(Excerpt from a dataset)
--------
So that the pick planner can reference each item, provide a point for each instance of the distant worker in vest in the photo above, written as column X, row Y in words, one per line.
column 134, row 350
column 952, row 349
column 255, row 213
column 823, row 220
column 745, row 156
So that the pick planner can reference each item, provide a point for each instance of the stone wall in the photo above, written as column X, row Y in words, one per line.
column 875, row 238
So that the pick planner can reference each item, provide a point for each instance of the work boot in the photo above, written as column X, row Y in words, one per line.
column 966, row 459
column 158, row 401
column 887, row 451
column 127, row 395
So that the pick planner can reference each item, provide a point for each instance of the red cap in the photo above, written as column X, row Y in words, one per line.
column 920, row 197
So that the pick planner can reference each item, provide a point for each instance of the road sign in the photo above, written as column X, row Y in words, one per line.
--------
● OBJECTIVE
Reproduce all of the material above word for word, with no changes.

● SOLUTION TO THE PROBLEM
So that the pick planner can reference each item, provide a point for each instance of the distant worker in vest in the photo above, written as column X, row Y in words, one per line.
column 134, row 350
column 952, row 349
column 255, row 213
column 823, row 220
column 745, row 156
So that the pick planner can reference each item, provide a point for each instance of the stone wall in the photo above, written as column X, row Y in words, one per line.
column 875, row 238
So that the pick planner can reference each item, provide a point for each instance of the work boot in the photo above, written as column X, row Y in words, one per line.
column 966, row 459
column 158, row 401
column 887, row 451
column 127, row 395
So that the pick planner can reference each item, provide a point for each instance of the red cap in the photo above, written as column X, row Y in words, one per line.
column 920, row 197
So that the pick planner can reference each item, provide a point for each instance of the road sign in the photo above, written as column X, row Y in words, one per line.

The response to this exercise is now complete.